§ **HOW TO COMPLETE THIS TASK**
For the records that follow, please set down exactly the lines between the one holding "DETECT ponytail" and the one holding "DETECT stacked firewood", inclusive, and only those.

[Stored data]
....................

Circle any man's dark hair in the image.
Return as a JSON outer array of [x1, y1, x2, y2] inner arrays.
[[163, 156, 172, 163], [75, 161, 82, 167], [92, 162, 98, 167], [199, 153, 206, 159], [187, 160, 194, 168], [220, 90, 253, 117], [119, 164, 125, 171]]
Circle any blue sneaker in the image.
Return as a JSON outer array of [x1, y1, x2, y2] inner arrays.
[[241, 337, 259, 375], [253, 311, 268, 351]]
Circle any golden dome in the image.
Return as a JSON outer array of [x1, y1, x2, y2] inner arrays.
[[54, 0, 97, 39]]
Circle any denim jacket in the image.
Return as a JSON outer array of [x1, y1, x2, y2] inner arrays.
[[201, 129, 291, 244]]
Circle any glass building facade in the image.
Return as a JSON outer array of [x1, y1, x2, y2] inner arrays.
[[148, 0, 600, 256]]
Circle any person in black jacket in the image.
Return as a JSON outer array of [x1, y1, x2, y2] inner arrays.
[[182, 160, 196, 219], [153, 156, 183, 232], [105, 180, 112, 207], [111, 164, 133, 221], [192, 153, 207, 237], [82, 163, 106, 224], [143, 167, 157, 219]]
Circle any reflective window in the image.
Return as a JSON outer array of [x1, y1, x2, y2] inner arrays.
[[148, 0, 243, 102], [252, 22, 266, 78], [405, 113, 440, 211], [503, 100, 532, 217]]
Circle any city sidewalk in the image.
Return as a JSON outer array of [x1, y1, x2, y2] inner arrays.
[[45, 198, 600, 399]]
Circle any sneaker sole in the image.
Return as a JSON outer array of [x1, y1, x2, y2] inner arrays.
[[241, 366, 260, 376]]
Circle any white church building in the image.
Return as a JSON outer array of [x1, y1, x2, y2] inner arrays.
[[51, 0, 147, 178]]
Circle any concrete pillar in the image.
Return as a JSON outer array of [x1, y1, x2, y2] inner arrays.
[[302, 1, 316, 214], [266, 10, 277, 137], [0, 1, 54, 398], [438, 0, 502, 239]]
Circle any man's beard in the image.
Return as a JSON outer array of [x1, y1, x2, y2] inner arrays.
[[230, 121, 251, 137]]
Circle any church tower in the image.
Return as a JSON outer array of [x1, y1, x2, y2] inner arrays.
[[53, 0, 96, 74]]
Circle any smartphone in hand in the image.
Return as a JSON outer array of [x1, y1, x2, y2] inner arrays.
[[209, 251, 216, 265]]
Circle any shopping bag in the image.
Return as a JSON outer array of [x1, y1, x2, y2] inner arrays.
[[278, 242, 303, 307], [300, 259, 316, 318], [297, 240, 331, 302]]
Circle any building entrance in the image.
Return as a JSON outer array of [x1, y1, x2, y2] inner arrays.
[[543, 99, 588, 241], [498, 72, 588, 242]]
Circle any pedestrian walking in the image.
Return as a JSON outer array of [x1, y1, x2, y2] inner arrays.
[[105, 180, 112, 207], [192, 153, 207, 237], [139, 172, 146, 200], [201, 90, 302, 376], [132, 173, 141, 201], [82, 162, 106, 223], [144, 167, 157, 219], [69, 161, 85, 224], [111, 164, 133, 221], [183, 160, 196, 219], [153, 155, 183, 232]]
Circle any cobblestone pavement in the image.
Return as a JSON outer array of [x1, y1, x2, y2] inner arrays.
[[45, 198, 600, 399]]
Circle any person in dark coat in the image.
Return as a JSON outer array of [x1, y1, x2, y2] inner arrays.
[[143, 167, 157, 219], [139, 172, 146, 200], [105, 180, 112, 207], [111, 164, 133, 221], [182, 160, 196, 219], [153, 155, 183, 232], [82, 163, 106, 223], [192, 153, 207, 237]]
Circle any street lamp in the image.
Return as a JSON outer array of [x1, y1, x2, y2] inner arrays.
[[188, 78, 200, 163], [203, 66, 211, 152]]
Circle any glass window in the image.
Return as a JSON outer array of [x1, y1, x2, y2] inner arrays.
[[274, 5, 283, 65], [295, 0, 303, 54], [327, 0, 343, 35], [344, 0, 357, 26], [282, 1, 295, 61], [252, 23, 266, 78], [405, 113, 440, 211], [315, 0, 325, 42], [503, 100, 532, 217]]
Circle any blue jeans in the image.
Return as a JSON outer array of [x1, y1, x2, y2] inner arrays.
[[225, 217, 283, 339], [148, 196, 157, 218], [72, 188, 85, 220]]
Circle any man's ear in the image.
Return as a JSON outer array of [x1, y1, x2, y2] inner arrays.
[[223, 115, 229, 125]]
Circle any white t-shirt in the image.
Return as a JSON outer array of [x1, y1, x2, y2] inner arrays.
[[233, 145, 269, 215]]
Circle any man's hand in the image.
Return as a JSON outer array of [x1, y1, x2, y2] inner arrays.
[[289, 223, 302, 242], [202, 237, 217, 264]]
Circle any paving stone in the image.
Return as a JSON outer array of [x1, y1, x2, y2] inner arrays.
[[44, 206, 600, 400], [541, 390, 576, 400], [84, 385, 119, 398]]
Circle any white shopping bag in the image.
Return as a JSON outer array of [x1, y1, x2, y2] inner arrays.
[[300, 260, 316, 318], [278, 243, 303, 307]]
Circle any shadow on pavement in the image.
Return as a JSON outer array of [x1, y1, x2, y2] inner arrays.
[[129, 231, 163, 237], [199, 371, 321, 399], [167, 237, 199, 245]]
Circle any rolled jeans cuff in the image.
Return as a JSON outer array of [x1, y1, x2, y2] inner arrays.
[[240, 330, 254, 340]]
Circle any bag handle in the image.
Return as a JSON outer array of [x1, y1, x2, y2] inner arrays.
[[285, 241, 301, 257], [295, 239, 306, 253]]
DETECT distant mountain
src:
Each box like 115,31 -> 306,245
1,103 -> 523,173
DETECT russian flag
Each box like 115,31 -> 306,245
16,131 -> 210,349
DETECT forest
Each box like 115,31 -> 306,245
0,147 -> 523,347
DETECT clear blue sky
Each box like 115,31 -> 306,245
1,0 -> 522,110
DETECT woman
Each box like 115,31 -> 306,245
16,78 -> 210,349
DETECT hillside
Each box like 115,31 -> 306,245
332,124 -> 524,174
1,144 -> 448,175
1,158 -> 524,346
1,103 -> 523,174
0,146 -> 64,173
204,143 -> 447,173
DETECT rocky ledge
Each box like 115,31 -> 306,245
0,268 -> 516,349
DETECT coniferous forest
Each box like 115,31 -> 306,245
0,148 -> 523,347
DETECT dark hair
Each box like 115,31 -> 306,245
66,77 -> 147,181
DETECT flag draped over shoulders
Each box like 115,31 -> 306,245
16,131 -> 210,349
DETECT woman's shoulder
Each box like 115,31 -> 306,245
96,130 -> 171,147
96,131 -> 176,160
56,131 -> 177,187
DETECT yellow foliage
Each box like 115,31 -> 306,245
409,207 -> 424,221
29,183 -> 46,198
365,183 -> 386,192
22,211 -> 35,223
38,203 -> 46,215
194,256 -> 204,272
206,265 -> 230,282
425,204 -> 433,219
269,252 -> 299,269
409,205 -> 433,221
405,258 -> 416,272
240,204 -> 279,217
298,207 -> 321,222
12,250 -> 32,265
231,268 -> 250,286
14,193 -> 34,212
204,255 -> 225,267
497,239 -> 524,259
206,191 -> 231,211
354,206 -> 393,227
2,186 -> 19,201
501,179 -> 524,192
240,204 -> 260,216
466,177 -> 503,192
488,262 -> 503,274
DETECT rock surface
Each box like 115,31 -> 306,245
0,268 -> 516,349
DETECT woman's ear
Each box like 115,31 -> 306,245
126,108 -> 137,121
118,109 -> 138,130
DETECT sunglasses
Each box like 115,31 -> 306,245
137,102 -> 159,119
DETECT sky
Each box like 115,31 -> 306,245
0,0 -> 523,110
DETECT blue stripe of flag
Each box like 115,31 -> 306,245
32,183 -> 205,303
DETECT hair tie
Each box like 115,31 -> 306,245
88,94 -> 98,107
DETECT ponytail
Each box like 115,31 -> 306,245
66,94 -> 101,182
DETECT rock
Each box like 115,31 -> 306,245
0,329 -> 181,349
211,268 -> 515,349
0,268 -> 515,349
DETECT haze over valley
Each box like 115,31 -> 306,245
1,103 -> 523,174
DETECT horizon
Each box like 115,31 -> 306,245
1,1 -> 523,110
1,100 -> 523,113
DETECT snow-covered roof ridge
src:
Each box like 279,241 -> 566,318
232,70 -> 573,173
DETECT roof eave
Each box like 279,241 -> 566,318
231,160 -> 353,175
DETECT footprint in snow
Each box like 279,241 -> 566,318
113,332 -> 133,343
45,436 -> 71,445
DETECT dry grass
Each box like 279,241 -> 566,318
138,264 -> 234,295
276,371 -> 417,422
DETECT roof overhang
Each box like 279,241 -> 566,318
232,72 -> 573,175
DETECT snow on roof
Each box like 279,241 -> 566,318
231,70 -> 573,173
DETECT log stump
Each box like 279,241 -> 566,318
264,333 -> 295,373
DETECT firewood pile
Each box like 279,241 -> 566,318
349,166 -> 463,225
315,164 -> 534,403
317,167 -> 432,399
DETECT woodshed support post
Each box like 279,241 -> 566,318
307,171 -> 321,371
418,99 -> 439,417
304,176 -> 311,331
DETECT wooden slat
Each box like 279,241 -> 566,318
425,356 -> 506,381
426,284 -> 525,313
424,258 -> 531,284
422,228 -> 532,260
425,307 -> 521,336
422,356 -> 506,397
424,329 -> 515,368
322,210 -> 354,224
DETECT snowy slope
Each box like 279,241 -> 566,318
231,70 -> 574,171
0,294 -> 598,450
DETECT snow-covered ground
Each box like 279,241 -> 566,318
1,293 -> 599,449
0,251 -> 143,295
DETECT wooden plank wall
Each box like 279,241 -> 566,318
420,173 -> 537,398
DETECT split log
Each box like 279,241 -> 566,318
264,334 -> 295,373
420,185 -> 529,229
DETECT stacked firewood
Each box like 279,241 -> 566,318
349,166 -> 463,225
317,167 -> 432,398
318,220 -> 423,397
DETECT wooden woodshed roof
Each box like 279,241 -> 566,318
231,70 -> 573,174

....................

§ **SOLUTION TO THIS TASK**
DETECT ponytail
Each box like 115,31 -> 306,245
66,94 -> 101,182
DETECT rock
Each box like 115,31 -> 306,245
0,329 -> 181,349
211,268 -> 515,349
0,268 -> 515,349
DETECT haze over valley
Each box like 115,31 -> 306,245
1,103 -> 523,174
DETECT horizon
Each box like 115,31 -> 306,245
1,1 -> 523,110
1,100 -> 523,113
DETECT snow-covered roof ridge
src:
Each box like 279,241 -> 566,318
232,70 -> 573,173
DETECT roof eave
Each box like 279,241 -> 566,318
231,160 -> 353,175
DETECT footprint in snow
Each box like 279,241 -> 566,318
113,332 -> 133,343
45,436 -> 71,445
DETECT dry grass
Each box like 279,241 -> 566,318
138,264 -> 234,295
276,371 -> 417,422
DETECT roof overhang
Each box like 279,241 -> 566,318
232,72 -> 573,175
DETECT snow on roof
Each box like 279,241 -> 566,318
231,70 -> 573,173
DETECT log stump
Each box like 279,241 -> 566,318
264,333 -> 295,373
DETECT firewood pile
Each box like 279,241 -> 566,318
349,166 -> 463,225
315,164 -> 534,403
317,167 -> 432,399
DETECT woodshed support post
Each box like 279,241 -> 566,318
307,171 -> 321,371
418,99 -> 439,417
304,176 -> 311,331
DETECT wooden slat
Each box like 279,241 -> 566,318
425,356 -> 506,381
426,284 -> 525,313
424,258 -> 531,284
422,228 -> 532,260
425,307 -> 521,336
422,356 -> 506,397
424,329 -> 515,368
322,210 -> 354,224
DETECT snowy slope
Each box like 279,241 -> 566,318
231,70 -> 574,171
0,294 -> 598,450
DETECT snow-covered ground
Each box like 279,241 -> 566,318
1,293 -> 599,449
0,251 -> 143,295
DETECT wooden plank wall
Each box like 279,241 -> 566,318
420,173 -> 537,398
DETECT split log
Each box like 279,241 -> 566,318
264,334 -> 295,373
420,185 -> 529,229
DETECT stacked firewood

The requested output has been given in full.